• Texte de lecture:
-.-.-

Publié le 13 février 2015 par Charlotte @ulostcontrol_
Hello,
Je n'aime pas trop faire coller mes lectures aux événements actuels ou au calendrier (bizarrement, j'ai du mal avec l'actualité, l'immédiateté) mais ayant lu Heureux les heureux récemment et la chronique étant prête, je me suis dit que c'était trop bête de ne pas profiter de la Saint Valentin pour vous parler d'un livre qui parle d'amour.

Heureux les heureux [Yasmina Reza]« J’ai commencé à éprouver un sentiment, je veux dire un vrai, à ce moment-là. En sortant de la voiture, à Wandermines, sous la pluie. On ne parle pas assez de l’influence des lieux sur l’affect. Certaines nostalgies remontent à la surface sans prévenir. Les êtres changent de nature, comme dans les contes. Au milieu de cette confrérie en habits du dimanche, se pressant vers la mairie pour échapper aux gouttes, tenant le bras d’Odile pour l’aider sur le parvis glissant, j’ai éprouvé la catastrophe du sentiment. »
Glissant de la mélancolie à l’humour, Yasmina Reza dessine avec Heureux les heureux une constellation moderne de personnages confrontés à l’impasse sentimentale.

-.-.-

• Consigne 1:
Relevez, s'il vous plaît, chaque ligne des enregistrements ci-dessous qui contient le mot « distant ». La casse compte.

-.-.-

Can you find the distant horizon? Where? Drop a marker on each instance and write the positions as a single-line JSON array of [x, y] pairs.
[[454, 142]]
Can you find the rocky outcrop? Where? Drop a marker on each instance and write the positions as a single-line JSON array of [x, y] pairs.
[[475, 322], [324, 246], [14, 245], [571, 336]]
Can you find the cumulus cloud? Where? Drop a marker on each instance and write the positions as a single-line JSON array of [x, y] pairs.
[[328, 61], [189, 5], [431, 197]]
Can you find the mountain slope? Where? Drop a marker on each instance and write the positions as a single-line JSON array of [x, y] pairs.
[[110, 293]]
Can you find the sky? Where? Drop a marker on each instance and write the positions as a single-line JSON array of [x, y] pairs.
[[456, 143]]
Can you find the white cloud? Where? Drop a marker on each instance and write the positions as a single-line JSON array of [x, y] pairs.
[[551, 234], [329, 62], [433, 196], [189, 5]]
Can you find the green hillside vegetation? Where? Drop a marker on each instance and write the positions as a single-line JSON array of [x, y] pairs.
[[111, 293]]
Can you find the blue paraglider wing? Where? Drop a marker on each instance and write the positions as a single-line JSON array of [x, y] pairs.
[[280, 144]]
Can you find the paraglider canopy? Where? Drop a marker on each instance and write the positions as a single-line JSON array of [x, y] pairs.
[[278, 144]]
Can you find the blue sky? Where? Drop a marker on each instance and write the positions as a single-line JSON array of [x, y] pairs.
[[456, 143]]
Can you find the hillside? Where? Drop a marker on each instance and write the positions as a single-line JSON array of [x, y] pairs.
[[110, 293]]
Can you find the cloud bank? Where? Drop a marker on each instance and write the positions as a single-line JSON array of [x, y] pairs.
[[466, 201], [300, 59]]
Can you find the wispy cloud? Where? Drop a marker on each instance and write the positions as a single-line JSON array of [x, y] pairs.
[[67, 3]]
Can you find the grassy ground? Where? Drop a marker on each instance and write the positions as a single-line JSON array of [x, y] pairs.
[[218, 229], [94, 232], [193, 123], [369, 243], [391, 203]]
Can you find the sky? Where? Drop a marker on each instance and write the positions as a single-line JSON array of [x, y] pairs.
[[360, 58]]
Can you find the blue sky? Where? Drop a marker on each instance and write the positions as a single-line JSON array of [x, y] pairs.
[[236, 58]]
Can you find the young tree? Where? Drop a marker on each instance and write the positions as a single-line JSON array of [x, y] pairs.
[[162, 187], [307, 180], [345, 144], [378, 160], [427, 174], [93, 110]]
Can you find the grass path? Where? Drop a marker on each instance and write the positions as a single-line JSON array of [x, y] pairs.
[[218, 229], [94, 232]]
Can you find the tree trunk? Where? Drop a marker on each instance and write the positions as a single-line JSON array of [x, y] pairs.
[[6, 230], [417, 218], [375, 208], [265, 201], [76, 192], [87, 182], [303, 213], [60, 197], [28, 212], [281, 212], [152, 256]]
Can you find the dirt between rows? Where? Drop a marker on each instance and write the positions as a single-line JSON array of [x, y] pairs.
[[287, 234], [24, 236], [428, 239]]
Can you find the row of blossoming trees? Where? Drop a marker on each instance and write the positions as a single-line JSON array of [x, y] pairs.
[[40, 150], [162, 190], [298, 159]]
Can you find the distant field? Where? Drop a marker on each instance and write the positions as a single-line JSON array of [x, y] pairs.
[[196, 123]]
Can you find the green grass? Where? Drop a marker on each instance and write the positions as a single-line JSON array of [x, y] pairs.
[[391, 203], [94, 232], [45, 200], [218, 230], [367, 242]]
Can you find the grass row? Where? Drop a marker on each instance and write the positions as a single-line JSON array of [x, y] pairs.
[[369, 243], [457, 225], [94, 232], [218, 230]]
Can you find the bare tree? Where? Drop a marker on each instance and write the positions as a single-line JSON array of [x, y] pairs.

-.-.-

• Consigne 2:
Traduisez en anglais cette phrase du texte de lecture : « On ne parle pas assez de l’influence des lieux sur l’affect. »

• Réponse complète 1:
Can you find the distant horizon? Where? Drop a marker on each instance and write the positions as a single-line JSON array of [x, y] pairs.
Can you find the distant field? Where? Drop a marker on each instance and write the positions as a single-line JSON array of [x, y] pairs.

• Réponse complète 2:
We don't talk enough about the influence of places on our feelings.